What to do
Repeat, exactly and completely, the entries shown underneath.

Saved data entries
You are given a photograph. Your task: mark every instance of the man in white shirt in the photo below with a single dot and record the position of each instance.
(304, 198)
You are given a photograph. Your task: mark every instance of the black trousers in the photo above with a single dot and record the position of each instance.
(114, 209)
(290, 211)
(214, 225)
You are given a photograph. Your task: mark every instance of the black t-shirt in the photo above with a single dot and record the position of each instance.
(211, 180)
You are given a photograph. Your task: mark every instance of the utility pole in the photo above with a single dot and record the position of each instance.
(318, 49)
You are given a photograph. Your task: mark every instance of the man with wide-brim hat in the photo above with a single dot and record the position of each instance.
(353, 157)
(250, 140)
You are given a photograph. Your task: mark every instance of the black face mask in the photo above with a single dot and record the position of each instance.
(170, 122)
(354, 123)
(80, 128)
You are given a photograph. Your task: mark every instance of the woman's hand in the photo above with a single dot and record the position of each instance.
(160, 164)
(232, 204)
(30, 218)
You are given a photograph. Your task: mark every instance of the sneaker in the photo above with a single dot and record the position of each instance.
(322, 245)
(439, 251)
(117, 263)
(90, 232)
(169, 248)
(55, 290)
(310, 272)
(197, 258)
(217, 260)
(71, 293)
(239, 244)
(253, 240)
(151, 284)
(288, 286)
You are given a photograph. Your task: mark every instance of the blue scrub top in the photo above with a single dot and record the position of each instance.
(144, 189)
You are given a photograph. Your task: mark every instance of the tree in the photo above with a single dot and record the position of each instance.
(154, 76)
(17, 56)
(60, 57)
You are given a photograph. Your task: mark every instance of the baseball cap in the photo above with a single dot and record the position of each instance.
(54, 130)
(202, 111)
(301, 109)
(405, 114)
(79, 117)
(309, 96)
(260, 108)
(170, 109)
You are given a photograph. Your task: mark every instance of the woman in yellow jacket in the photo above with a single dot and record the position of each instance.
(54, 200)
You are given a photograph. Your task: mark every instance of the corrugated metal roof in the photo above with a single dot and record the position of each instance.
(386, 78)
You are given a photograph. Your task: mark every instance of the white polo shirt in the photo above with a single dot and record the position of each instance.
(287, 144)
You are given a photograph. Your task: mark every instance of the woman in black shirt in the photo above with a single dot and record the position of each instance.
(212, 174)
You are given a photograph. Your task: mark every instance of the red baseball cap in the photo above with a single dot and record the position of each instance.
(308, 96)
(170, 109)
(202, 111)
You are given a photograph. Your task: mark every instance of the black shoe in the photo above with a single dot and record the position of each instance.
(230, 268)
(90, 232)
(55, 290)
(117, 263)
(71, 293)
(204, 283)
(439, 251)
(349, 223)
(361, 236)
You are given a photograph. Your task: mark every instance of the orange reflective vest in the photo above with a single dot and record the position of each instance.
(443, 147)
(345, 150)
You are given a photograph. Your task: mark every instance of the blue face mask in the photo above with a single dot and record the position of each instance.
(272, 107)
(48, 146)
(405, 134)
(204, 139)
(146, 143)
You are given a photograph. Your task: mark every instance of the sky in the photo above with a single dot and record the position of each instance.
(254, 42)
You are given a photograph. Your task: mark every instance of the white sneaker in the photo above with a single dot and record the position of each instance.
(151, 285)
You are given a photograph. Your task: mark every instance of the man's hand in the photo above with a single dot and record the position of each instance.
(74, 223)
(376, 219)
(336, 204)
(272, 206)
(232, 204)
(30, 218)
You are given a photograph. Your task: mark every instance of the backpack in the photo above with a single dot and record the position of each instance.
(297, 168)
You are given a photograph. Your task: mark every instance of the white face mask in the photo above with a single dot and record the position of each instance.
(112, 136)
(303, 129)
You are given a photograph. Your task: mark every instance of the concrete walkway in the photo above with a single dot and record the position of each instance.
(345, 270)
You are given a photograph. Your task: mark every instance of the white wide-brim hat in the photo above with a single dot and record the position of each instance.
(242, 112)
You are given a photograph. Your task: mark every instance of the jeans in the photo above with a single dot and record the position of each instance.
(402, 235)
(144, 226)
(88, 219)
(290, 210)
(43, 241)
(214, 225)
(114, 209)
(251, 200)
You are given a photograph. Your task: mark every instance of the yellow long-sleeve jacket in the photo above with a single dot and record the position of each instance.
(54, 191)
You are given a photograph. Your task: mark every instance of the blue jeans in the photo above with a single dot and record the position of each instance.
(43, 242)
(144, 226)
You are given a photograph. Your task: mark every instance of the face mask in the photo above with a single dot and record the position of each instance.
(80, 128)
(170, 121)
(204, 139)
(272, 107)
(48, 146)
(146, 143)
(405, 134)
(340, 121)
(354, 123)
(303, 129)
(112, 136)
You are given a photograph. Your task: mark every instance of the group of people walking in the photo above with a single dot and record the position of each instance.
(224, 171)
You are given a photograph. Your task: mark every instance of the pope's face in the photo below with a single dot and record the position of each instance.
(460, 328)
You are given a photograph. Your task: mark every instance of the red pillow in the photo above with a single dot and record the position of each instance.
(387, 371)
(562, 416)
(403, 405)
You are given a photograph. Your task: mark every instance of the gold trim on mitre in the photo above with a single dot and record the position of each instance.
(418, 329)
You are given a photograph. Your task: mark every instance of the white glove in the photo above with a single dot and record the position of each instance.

Worked solution
You are given a photograph. Your task: mark every instance of the man in white shirt in the photo below with a single dot and record the position of each instance.
(304, 198)
You are given a photograph. Your task: mark every instance of the black trousers in the photo above with a single dot and record the position of each instance.
(114, 209)
(290, 211)
(214, 225)
You are given a photograph. Your task: mark every instance of the black t-shirt in the photo above with a single dot and record the position of each instance.
(211, 180)
You are given a photograph. Your task: mark every instance of the utility pole in the photo above with a single dot and record the position of each instance.
(318, 49)
You are given a photograph. Your task: mark every instance of the man with wide-brim hat in the photo above with a single dot and record the position of each instance.
(353, 157)
(250, 140)
You are given a photograph. Your task: mark every instance of the black face mask in the photo above with a single dot and record the position of each instance.
(170, 122)
(354, 123)
(80, 128)
You are given a photograph. Your task: mark every instance of the woman's hand in the photo above with a single dot and record the position of each instance.
(160, 164)
(232, 204)
(30, 218)
You are given a photograph. Your task: mark every instance of the sneaker in the photo above with a single dot and record the position of each instance.
(322, 245)
(439, 251)
(117, 263)
(90, 232)
(169, 248)
(55, 290)
(310, 272)
(197, 258)
(217, 260)
(71, 293)
(239, 244)
(253, 240)
(151, 284)
(288, 286)
You are given a photograph. Your task: mark every instance of the blue scrub top in the photo above with a single dot and record the position of each instance.
(144, 189)
You are given a photograph. Your task: mark every instance of the tree in the photo above with a single dot and record the position of each instance.
(154, 76)
(17, 56)
(60, 57)
You are given a photograph. Your task: mark every instance of the baseball cap in the photo above with a single dot and record the position of each instance.
(54, 130)
(202, 111)
(301, 109)
(405, 114)
(79, 117)
(309, 96)
(260, 108)
(170, 109)
You are given a photograph. Your task: mark every instance of the woman in yellow jacket in the photo above with a single dot and record the position of each instance.
(54, 200)
You are given a photograph. Your task: mark every instance of the corrugated metal roof in the photo above with a single dot and record the position of each instance.
(386, 78)
You are given a photograph. Your task: mark every instance of the white polo shirt in the photo above with a single dot and record the position of each instance.
(287, 144)
You are given a photograph. Your task: mark every instance of the woman in black shirt in the photo above with a single dot and record the position of each instance.
(212, 174)
You are given a photograph. Your task: mark every instance of the red baseball cap in the photo above with a single dot and record the position of each instance.
(308, 96)
(170, 109)
(202, 111)
You are given a photograph. Your task: mark every instance of the black shoe in the photo above with a single dot and record the position of each instance.
(230, 268)
(90, 232)
(55, 290)
(117, 263)
(71, 293)
(204, 283)
(439, 251)
(349, 223)
(361, 236)
You are given a photograph. Your task: mark every instance of the orange reflective vest in the photo above with a single dot and record the position of each instance.
(443, 147)
(345, 150)
You are given a photograph. Your task: mark every instance of the blue face mask in the photo above with a single dot and record the position of each instance.
(272, 107)
(48, 146)
(405, 134)
(204, 139)
(146, 143)
You are given a photograph. Your task: mark every instance of the sky in the photo above with a single dot and record the position of each instance.
(254, 42)
You are given a photograph. Your task: mark every instance of the white sneaker in the photo above with a single dot and record the position of each instance.
(151, 285)
You are given a photograph. Your task: mark every instance of the man's hand in the photo above with a single dot and record the position of each instance.
(74, 223)
(376, 219)
(336, 204)
(272, 206)
(232, 204)
(30, 218)
You are given a photograph. Your task: mark every instance of the backpack in the photo above with a single dot and record the position of each instance.
(297, 168)
You are given a photograph. Your task: mark every instance of the white face mask in the photo above with a single dot and record the position of each instance.
(112, 136)
(303, 129)
You are given a photograph. Your task: mark every instance of the concrete walkway in the photo above with a single dot and record the position of each instance.
(345, 270)
You are given a photograph. Your task: mark every instance of the white wide-brim hat in the photo above with a single dot and record the position of each instance.
(242, 112)
You are given a photograph. Your task: mark every instance of the jeans in the photo above with a single dot and record the position of each instance.
(402, 235)
(144, 226)
(88, 219)
(290, 210)
(43, 241)
(214, 225)
(114, 209)
(251, 200)
You are given a photograph. Your task: mark every instance of the yellow long-sleeve jacket in the photo above with a single dot and record the position of each instance.
(54, 191)
You are given a photograph. Your task: mark every instance of the blue jeans in the photo above with a single dot and record the position of each instance.
(43, 242)
(144, 226)
You are given a photograph. Your task: mark every instance of the face mask in the photo above with a single dot and record the position of each instance.
(80, 128)
(170, 121)
(204, 139)
(272, 107)
(48, 146)
(146, 143)
(405, 134)
(340, 121)
(354, 123)
(303, 129)
(112, 136)
You are given a photograph. Your task: mark every instance of the group of people walking in the photo above with a single dot and record the position of each instance.
(224, 171)
You are given a photograph. Your task: mark every instance of the pope's face in the photo below with a single dot and record the position of each instance.
(460, 328)
You are given a photograph. Your task: mark every instance of the red pillow in the photo above with a single dot and record the position of each instance.
(387, 371)
(562, 416)
(403, 405)
You are given a photograph. Your task: mark every instance of the gold trim on mitre in the photo above with a single dot and record the position of each instance.
(418, 329)
You are given a photograph. Your task: mark every instance of the white glove in the photo above with a single dot and record the position of each instance.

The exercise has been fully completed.